▶ _Goal of the exercise_
Filter the entries below, keeping every line that has the word "blurred".

▶ _Records for this task_
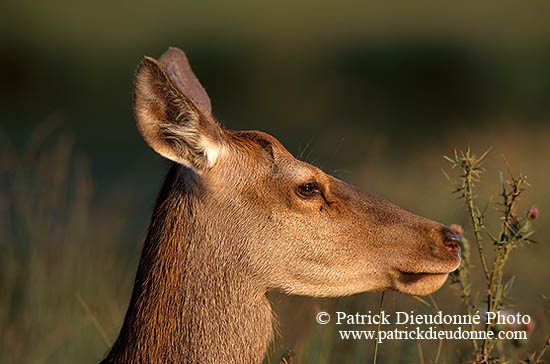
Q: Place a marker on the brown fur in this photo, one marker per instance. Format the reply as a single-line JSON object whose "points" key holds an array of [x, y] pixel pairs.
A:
{"points": [[232, 223]]}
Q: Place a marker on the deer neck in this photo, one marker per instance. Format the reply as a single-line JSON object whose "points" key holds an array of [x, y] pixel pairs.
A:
{"points": [[191, 303]]}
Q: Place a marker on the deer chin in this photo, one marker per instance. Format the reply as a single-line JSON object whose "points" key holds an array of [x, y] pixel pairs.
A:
{"points": [[418, 284]]}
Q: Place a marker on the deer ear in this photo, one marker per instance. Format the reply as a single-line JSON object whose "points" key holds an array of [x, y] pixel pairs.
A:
{"points": [[171, 122]]}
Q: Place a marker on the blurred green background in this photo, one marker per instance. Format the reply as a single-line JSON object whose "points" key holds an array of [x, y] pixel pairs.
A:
{"points": [[373, 92]]}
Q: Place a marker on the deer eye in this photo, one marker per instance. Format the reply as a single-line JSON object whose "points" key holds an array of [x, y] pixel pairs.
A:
{"points": [[308, 190]]}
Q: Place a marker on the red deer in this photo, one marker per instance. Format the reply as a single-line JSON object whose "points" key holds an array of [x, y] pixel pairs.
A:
{"points": [[239, 216]]}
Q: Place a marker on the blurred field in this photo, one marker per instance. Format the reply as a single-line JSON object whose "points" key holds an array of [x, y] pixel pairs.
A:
{"points": [[374, 93]]}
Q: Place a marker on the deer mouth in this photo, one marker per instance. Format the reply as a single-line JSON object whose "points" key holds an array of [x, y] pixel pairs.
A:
{"points": [[419, 283]]}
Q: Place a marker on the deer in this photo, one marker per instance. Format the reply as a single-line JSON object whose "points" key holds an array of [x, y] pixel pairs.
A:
{"points": [[239, 216]]}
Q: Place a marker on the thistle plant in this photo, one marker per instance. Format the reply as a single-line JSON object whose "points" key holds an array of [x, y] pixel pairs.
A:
{"points": [[515, 229]]}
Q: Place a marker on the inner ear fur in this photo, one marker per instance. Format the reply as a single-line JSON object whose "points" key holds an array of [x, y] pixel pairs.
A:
{"points": [[172, 123]]}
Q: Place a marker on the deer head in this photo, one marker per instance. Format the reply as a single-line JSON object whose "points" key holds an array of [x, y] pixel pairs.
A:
{"points": [[295, 227], [239, 216]]}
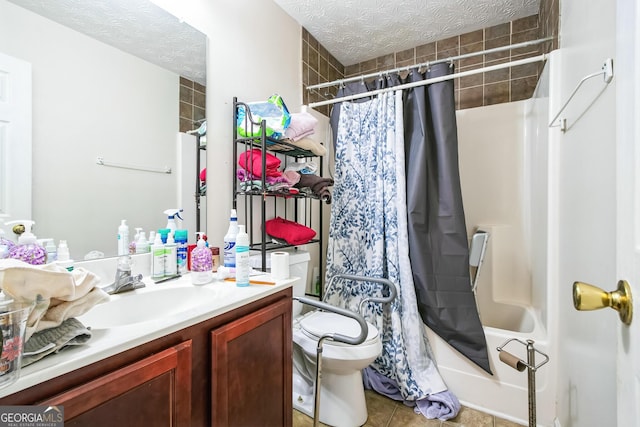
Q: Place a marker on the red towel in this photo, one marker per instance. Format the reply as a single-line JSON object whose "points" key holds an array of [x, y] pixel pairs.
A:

▶ _Your response_
Q: Place a marker on the blurred green background in this photo, one marker per instance. Format the reply as a single-line JSON object whose "points" key holds an array of [x, y] pixel pairs.
Q: Place a marker on the blurred field in this photo, one marker per instance. Format the reply as a single-line JSON object whose "points" key holds an array of [x, y] pixel pairs.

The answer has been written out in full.